▸ **What is being asked**:
Format the material, starting with the line containing "Each instance of the bride gets" and going on through the end of the material, as a JSON list of strings with one string per line and blank lines left out.

===============

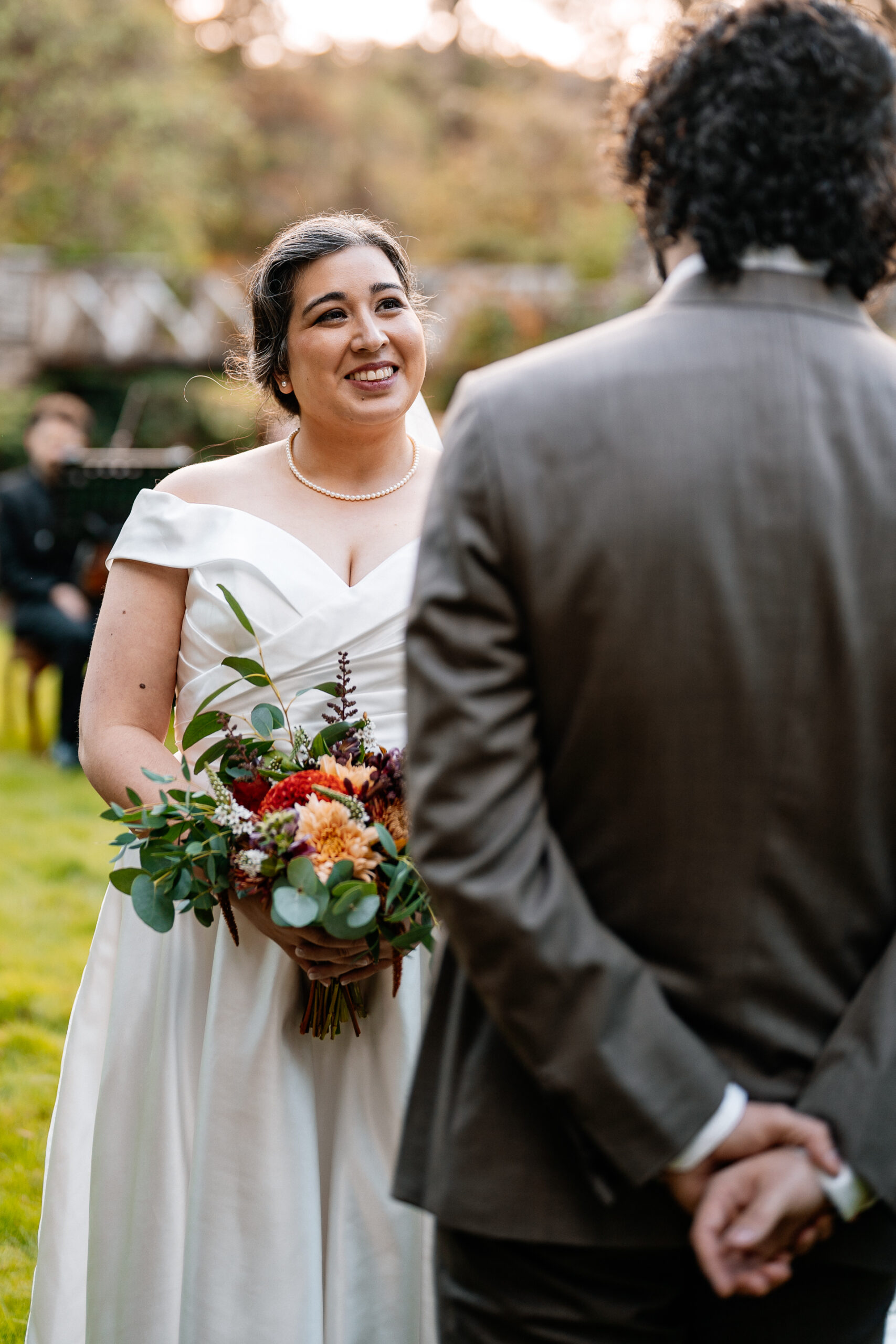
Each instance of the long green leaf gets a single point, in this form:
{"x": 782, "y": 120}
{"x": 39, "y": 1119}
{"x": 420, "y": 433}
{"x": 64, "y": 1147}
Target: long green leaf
{"x": 201, "y": 726}
{"x": 249, "y": 668}
{"x": 237, "y": 609}
{"x": 399, "y": 878}
{"x": 331, "y": 734}
{"x": 215, "y": 694}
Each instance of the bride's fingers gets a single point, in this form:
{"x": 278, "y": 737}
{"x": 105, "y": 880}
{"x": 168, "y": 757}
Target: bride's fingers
{"x": 328, "y": 970}
{"x": 313, "y": 952}
{"x": 324, "y": 940}
{"x": 364, "y": 973}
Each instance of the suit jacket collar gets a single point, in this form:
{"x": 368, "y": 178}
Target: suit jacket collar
{"x": 767, "y": 289}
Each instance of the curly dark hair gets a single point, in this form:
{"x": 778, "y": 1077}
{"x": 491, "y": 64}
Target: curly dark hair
{"x": 766, "y": 125}
{"x": 272, "y": 286}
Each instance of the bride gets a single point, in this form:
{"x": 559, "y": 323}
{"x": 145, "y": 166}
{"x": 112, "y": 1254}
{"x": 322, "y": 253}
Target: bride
{"x": 214, "y": 1177}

===============

▸ **Exercise result**:
[
  "Each instance of the bride gets a single point, in this form:",
  "{\"x\": 559, \"y\": 323}",
  "{\"x\": 145, \"y\": 166}",
  "{\"x\": 112, \"y\": 1254}",
  "{\"x\": 322, \"y\": 253}",
  "Target: bride",
  "{\"x\": 214, \"y\": 1177}"
]